UET Sport Club
- Full name: Klubi Sportiv UET
- Founded: 2018; 8 years ago
- League: Kategoria e Tretë, Group A
- 2024–25: Kategoria e Tretë, Group A, 6th
- Website: uet.edu.al

= UET Sport Club =

Albanian football club

UET Sport Club is an Albanian professional football club based in Tirana and affiliated with the European University of Tirana (UET).

Established during the 2018–19 academic year, the club was initially formed as a student sports organization to promote participation in football among students enrolled in the university’s sports programs. It has since developed into a professional club competing in the Albanian football league system.

==History==
UET Sport Club was created as part of the European University of Tirana’s efforts to expand its extracurricular sports activities. Over its first several years, the club participated primarily in university and amateur competitions.

▶ _EXERCISE REQUIREMENTS_
- A) Reproduce the passage of the UET Sport Club article starting with "Albanian football club" and going on through "of Tirana (UET).".
- B) Translate this sentence from the UET Sport Club article into French: "UET Sport Club was created as part of the European University of Tirana’s efforts to expand its extracurricular sports activities."

▶ _ENTRIES PROVIDED_
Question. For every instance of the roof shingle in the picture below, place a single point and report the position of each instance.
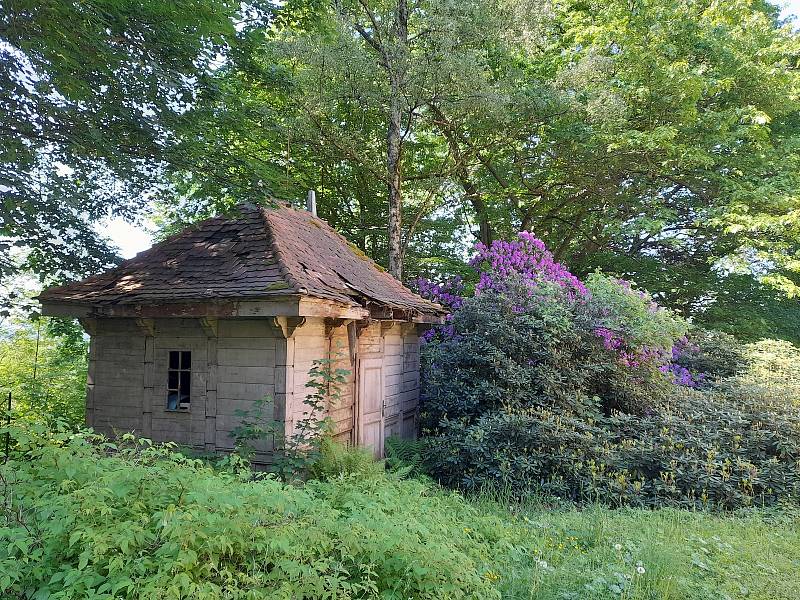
* * *
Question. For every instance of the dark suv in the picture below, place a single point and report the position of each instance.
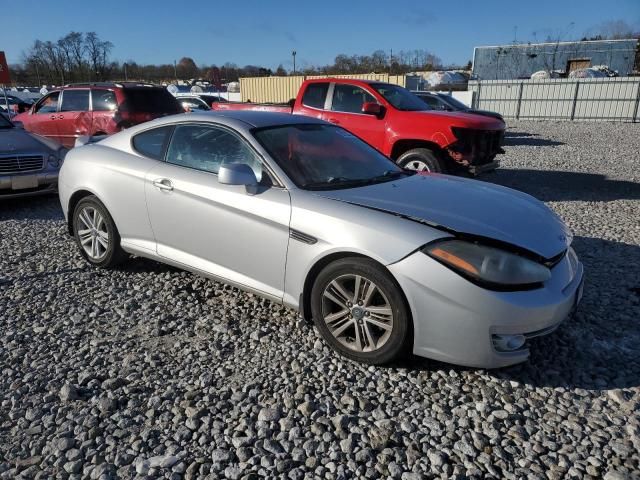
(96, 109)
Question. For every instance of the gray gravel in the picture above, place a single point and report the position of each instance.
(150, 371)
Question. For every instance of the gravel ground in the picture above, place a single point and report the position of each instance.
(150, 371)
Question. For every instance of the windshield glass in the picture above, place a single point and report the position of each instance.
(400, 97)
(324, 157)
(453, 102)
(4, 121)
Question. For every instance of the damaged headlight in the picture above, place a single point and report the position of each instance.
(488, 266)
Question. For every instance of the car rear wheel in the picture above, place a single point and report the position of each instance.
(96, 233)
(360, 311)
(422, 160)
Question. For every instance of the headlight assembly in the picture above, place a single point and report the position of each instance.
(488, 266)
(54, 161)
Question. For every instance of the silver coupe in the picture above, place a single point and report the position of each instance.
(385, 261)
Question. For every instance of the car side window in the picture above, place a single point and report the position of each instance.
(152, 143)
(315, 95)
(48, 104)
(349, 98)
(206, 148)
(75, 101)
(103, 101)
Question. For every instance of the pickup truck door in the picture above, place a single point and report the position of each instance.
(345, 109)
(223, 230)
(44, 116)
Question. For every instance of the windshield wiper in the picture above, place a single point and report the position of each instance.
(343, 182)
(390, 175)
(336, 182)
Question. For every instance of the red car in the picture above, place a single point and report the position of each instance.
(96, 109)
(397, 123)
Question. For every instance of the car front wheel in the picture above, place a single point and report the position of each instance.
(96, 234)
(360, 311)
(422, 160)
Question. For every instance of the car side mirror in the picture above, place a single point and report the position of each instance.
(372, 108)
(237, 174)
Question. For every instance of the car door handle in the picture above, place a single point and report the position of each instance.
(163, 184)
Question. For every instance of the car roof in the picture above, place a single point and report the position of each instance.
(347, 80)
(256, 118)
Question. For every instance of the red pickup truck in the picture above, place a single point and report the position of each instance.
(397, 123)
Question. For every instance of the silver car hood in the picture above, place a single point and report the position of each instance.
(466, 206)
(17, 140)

▶ _TASK RESULTS_
- A)
Albanian football club

UET Sport Club is an Albanian professional football club based in Tirana and affiliated with the European University of Tirana (UET).

- B) L'UET Sport Club a été créé dans le cadre des efforts de l'Université européenne de Tirana pour développer ses activités sportives parascolaires.